Work instructions:
Using the word "club" as the filter, copy each matching line from the records.

Data to examine:
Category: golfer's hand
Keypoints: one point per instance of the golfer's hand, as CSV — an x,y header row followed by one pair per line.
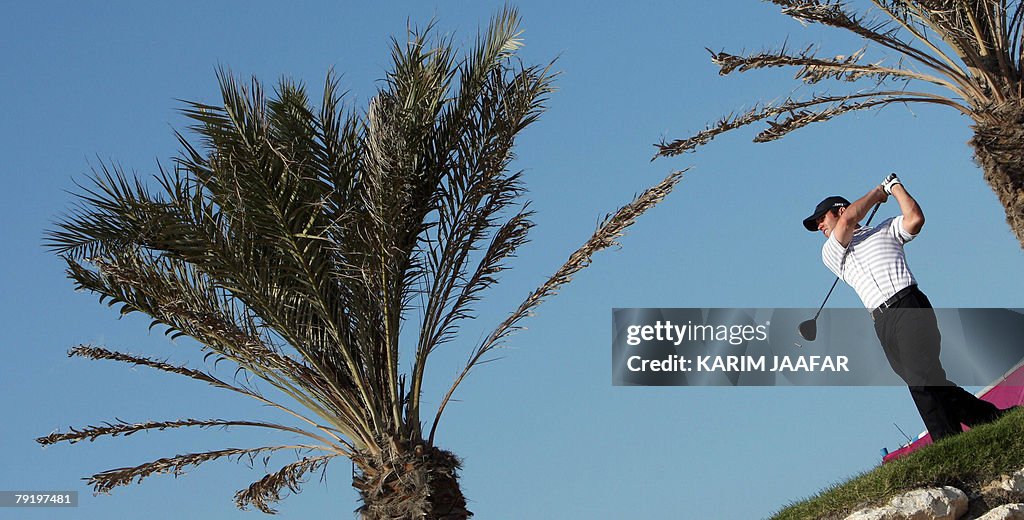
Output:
x,y
889,182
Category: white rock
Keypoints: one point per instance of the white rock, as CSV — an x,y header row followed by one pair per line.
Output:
x,y
932,504
1008,512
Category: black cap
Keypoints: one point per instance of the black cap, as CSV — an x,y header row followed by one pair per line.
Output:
x,y
830,203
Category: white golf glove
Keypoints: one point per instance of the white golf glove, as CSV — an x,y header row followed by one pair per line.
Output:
x,y
889,182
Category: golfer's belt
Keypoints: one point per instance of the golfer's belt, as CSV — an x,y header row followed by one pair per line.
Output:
x,y
877,312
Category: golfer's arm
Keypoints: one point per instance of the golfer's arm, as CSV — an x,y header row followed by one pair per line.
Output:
x,y
855,213
913,218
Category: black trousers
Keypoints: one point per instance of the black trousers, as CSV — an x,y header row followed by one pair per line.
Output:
x,y
909,336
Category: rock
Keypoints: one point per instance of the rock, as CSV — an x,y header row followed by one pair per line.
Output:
x,y
932,504
1013,483
1008,512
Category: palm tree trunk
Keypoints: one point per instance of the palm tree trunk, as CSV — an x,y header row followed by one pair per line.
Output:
x,y
421,483
998,144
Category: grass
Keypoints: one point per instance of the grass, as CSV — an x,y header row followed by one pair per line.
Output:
x,y
968,462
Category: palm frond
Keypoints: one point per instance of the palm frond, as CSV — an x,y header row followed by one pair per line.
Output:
x,y
108,480
268,489
117,428
609,230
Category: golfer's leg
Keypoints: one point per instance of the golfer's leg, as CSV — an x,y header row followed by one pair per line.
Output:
x,y
933,412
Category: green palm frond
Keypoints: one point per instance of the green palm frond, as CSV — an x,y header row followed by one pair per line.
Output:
x,y
296,244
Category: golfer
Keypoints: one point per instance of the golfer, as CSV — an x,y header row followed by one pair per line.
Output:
x,y
872,262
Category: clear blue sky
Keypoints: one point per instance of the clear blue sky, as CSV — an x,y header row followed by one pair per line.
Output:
x,y
543,432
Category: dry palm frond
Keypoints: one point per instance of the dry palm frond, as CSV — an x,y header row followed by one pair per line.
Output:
x,y
267,489
972,49
90,433
294,244
608,231
108,480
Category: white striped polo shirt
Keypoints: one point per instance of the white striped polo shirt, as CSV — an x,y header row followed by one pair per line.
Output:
x,y
873,264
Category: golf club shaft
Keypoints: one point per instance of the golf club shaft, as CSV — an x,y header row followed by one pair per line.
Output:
x,y
869,217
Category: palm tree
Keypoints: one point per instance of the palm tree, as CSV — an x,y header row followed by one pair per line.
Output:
x,y
294,244
965,54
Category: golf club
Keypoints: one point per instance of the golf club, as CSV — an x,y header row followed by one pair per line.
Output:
x,y
809,330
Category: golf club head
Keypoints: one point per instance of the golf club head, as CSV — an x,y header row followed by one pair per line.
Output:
x,y
809,330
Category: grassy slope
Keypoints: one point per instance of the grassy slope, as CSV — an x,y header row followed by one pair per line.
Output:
x,y
968,462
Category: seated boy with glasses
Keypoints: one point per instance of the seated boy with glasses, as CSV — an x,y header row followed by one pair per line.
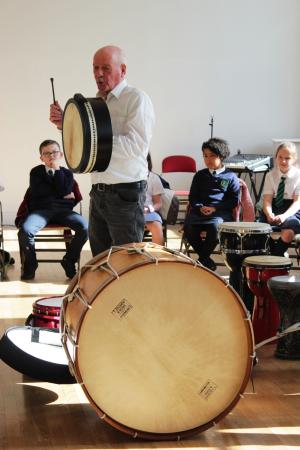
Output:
x,y
51,200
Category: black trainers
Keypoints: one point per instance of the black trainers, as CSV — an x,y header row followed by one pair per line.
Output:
x,y
28,273
69,267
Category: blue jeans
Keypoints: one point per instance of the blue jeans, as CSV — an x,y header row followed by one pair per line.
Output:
x,y
37,220
116,215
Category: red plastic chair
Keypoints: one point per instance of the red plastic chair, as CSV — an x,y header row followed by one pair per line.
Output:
x,y
178,163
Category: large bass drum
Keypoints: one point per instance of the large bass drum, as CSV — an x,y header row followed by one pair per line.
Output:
x,y
87,134
161,346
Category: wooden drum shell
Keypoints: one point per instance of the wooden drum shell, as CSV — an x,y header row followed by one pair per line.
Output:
x,y
87,134
138,334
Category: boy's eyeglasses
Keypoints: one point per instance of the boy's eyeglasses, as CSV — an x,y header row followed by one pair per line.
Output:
x,y
48,154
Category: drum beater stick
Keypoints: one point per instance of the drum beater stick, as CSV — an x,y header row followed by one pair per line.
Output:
x,y
52,84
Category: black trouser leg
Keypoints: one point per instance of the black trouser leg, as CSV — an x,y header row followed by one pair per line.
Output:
x,y
192,234
211,240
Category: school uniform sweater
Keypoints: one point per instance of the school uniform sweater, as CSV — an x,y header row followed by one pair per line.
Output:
x,y
48,191
220,191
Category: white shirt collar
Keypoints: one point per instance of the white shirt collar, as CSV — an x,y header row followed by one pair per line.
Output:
x,y
218,171
288,174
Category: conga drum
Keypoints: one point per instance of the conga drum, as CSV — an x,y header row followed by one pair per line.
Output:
x,y
258,270
87,134
237,241
241,239
161,346
45,313
286,291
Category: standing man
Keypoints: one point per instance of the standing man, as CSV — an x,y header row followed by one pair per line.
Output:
x,y
118,194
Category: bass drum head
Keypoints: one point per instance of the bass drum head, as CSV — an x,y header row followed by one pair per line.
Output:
x,y
37,353
87,134
165,350
267,262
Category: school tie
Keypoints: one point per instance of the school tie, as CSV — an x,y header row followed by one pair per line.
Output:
x,y
280,193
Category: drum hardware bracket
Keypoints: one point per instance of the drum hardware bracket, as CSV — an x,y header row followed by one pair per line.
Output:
x,y
292,329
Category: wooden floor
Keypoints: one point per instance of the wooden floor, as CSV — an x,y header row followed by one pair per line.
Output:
x,y
40,415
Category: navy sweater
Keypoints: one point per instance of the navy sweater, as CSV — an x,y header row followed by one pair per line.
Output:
x,y
221,191
48,191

Answer to this problem:
Category: golf club shaft
Keypoints: one point per instance of the golf club shaft, as CSV — an x,y header row followed by one pair per line.
Category: golf club
Keypoints: one point per instance of the golf club, as CSV — an x,y header row followed by one pair per line.
Category: golf club head
Keypoints: one point per instance of the golf club head, as CSV — an x,y header row followed by one pair per line.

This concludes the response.